Rewrite all the entries below, changing every "one point per instance" to "one point for each instance" and leaving everything else unchanged.

> [RECORD EXCERPTS]:
========================================
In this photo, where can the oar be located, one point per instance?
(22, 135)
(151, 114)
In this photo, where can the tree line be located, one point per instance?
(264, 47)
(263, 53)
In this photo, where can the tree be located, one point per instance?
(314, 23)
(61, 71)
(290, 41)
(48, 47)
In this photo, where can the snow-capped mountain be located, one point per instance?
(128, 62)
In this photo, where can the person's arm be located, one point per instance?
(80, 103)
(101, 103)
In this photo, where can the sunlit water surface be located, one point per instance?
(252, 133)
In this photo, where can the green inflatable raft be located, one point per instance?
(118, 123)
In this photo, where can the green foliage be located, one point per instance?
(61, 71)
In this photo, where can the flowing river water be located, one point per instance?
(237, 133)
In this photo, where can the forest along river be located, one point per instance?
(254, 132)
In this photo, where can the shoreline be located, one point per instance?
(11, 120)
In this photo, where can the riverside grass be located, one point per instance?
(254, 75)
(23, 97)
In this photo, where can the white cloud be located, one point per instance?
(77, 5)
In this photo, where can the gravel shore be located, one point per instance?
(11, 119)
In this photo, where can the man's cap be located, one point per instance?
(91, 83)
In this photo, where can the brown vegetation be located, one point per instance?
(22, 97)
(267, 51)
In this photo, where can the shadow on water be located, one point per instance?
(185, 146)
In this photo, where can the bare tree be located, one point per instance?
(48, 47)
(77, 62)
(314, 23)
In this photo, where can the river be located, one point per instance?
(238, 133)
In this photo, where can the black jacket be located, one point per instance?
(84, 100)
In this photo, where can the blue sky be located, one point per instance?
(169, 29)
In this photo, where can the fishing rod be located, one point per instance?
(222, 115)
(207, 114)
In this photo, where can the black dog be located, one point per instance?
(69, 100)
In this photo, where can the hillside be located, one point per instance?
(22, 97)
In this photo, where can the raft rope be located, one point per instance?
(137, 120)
========================================
> [FINISHED EXERCISE]:
In this photo, where can the oar be located, one point for each instance?
(22, 135)
(151, 114)
In this photo, where can the tree line be located, one point for each instance?
(264, 47)
(263, 53)
In this photo, where can the tree be located, one point for each instance?
(314, 23)
(61, 71)
(290, 41)
(48, 47)
In this photo, where can the snow-capped mountain be located, one point for each instance?
(128, 62)
In this photo, where can the person's arm be located, one point for each instance?
(80, 103)
(101, 103)
In this photo, where can the sunlit water surface be located, one point for each instance?
(252, 133)
In this photo, where can the green inflatable raft be located, one point for each instance?
(118, 123)
In this photo, where can the green foliage be located, one point for each instance?
(61, 71)
In this photo, where can the flowing river water be located, one point for each instance?
(237, 133)
In this photo, where can the forest along river be located, one point for each instance?
(254, 132)
In this photo, where can the shoreline be located, one point for each instance?
(11, 120)
In this photo, where can the riverside grass be located, one point for each instance?
(254, 75)
(23, 97)
In this photo, where can the white cloud be located, one point for each instance?
(77, 5)
In this photo, where can the gravel shore be located, one point for each instance?
(11, 119)
In this photo, where can the man's cap be located, one point for each instance?
(91, 83)
In this photo, where can the brown vegetation be located, one point for each instance?
(22, 97)
(267, 51)
In this photo, where can the shadow on water be located, one point for each instance?
(185, 146)
In this photo, where can the bare tree be located, one point for each instance?
(48, 47)
(77, 62)
(314, 23)
In this photo, where can the river be located, one point for each instance?
(238, 133)
In this photo, where can the black jacket be located, one point for each instance?
(84, 100)
In this photo, where can the blue sky be located, one point for each instance?
(169, 29)
In this photo, where can the fishing rod be located, one point for each instance?
(222, 115)
(207, 114)
In this photo, where can the black dog be located, one point for each instance?
(69, 100)
In this photo, where can the hillside be located, one point for each instance?
(22, 97)
In this photo, where can the raft rope be located, one point for each instance?
(137, 120)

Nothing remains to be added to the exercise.